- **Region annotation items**
= = = = = = =

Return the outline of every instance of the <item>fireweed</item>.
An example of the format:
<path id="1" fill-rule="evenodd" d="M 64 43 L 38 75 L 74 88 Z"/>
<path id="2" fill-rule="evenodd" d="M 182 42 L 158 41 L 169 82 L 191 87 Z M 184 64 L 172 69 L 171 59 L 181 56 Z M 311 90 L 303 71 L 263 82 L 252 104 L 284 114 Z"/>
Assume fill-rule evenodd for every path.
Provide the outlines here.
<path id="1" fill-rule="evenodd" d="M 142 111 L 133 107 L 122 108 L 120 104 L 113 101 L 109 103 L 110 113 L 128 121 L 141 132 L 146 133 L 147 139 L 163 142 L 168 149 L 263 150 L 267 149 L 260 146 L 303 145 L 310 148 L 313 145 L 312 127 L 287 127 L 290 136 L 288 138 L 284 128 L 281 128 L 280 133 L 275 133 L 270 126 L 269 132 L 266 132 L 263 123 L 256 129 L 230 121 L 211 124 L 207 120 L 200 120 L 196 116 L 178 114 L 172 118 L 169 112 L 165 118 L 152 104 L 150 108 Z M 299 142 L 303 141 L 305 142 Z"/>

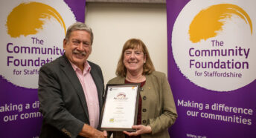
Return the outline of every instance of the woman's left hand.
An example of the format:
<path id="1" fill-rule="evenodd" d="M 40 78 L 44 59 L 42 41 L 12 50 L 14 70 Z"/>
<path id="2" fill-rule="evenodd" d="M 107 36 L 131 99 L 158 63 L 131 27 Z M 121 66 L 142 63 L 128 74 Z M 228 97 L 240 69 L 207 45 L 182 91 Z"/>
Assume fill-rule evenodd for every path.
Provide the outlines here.
<path id="1" fill-rule="evenodd" d="M 147 126 L 142 125 L 133 125 L 132 128 L 135 129 L 136 131 L 127 132 L 126 131 L 124 131 L 123 132 L 127 134 L 128 136 L 138 136 L 142 134 L 150 134 L 152 131 L 151 127 L 150 125 L 147 125 Z"/>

= = = = = = =

- **What to work on**
Please resize the answer outlines in all the items above. Write out every line again, requests included, and multiply each number in the answer outlines (such as the point coordinates) by 2.15, rounding to whole numbers with halves going up. Leave the pictures out.

- **Solution to this task**
Return the outline of every instance of the <item>fireweed</item>.
An example of the format:
<path id="1" fill-rule="evenodd" d="M 64 43 L 38 75 L 74 88 Z"/>
<path id="2" fill-rule="evenodd" d="M 182 42 L 158 41 L 169 82 L 191 87 Z M 184 64 L 172 69 L 171 59 L 181 56 Z M 311 90 L 303 71 L 263 82 L 252 104 L 284 114 Z"/>
Assume fill-rule evenodd for every path.
Provide the outlines here.
<path id="2" fill-rule="evenodd" d="M 305 239 L 286 230 L 262 232 L 258 224 L 243 217 L 234 221 L 237 243 L 275 260 L 303 284 L 314 286 L 316 299 L 350 305 L 361 320 L 565 323 L 574 320 L 559 314 L 651 312 L 667 318 L 673 312 L 671 273 L 617 273 L 624 292 L 619 297 L 611 275 L 604 275 L 602 286 L 591 286 L 581 271 L 578 284 L 572 284 L 565 264 L 550 277 L 495 260 L 454 267 L 445 258 L 430 258 L 421 249 L 383 245 L 370 254 L 363 241 L 355 254 L 327 224 L 323 232 Z M 643 305 L 651 303 L 656 305 Z"/>

Return the outline of every instance of the woman's left hand.
An example of the format:
<path id="1" fill-rule="evenodd" d="M 40 78 L 44 59 L 42 41 L 12 50 L 14 70 Z"/>
<path id="2" fill-rule="evenodd" d="M 107 36 L 131 99 L 158 63 L 131 27 Z M 121 66 L 142 63 L 128 74 Z M 228 97 L 240 69 L 207 45 L 182 91 Z"/>
Assume fill-rule evenodd for every path.
Provide the outlines here.
<path id="2" fill-rule="evenodd" d="M 316 271 L 305 269 L 286 269 L 284 275 L 290 277 L 292 282 L 273 284 L 271 282 L 267 282 L 264 284 L 273 288 L 275 292 L 297 292 L 305 288 L 323 288 L 327 282 L 325 273 L 323 269 L 316 269 Z"/>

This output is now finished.